%%
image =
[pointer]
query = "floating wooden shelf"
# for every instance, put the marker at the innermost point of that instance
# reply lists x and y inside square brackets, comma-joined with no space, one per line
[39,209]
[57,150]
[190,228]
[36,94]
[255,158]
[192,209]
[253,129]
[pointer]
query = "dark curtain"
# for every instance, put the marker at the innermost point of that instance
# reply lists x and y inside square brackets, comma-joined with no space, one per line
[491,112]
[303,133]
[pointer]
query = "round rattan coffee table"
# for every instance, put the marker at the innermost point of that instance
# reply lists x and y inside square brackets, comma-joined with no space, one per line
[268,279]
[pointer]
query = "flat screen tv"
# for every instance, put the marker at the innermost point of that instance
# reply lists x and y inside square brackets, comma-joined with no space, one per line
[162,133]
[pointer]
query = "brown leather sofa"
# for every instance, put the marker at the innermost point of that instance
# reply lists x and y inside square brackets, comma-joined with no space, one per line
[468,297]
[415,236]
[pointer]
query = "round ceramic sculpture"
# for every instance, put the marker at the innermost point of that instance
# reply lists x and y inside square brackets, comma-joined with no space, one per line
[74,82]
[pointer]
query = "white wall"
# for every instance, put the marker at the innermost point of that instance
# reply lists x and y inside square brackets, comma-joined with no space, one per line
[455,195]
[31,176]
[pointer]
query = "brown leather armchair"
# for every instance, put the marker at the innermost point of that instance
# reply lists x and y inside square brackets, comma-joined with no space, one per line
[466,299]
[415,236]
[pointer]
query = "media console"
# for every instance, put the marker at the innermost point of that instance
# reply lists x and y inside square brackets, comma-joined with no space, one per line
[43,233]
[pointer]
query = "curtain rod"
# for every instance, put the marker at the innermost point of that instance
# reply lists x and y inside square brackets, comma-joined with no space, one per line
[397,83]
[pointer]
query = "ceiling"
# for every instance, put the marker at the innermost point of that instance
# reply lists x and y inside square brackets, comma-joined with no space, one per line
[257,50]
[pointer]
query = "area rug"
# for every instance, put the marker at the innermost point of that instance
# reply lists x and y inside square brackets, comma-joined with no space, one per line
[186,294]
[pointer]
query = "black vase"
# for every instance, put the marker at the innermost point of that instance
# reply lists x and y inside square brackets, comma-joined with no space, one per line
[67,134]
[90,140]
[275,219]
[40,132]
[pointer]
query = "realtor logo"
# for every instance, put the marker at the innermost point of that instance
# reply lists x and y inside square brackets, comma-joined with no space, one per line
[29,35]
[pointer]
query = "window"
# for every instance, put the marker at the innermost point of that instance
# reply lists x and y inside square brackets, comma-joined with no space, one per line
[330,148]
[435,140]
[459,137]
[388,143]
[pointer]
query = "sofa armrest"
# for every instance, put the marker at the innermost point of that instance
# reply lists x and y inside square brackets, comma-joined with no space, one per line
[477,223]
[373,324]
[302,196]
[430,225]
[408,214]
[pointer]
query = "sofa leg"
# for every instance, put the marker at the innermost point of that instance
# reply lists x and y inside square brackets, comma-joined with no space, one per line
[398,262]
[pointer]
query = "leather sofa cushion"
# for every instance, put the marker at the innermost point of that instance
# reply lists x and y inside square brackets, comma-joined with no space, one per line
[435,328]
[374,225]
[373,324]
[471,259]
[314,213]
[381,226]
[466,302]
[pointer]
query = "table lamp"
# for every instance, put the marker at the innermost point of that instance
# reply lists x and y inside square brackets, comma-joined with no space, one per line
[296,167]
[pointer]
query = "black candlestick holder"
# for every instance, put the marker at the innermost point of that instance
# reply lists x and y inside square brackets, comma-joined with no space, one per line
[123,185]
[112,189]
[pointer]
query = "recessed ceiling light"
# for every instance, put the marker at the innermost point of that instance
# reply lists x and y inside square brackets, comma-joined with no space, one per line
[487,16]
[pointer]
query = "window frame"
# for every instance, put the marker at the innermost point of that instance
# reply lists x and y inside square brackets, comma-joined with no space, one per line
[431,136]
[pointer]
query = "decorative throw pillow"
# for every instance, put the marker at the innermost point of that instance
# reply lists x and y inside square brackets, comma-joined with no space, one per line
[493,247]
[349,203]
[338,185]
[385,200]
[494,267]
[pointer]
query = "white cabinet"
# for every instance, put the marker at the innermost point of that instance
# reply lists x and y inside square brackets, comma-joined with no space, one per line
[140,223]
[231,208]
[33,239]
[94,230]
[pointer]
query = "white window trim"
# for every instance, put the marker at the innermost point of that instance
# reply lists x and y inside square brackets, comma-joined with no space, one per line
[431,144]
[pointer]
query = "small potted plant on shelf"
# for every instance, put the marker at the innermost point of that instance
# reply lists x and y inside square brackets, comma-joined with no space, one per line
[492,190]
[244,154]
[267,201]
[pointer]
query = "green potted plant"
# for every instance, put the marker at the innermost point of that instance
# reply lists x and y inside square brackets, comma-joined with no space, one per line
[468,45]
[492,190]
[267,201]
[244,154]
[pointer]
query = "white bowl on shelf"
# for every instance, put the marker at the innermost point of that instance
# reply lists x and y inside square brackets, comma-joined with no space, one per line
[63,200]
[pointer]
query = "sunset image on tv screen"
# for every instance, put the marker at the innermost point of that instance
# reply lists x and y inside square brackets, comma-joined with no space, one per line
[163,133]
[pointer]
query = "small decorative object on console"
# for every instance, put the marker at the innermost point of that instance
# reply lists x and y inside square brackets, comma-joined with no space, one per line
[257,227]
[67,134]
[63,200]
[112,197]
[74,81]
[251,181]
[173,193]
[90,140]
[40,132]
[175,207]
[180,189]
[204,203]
%%
:: Task ::
Collect each line from the rows above that contains the word "small", and copy those lines in the order they appear.

:: Written reply ::
query = "small potted plant on shelf"
query = "small decorative object on console"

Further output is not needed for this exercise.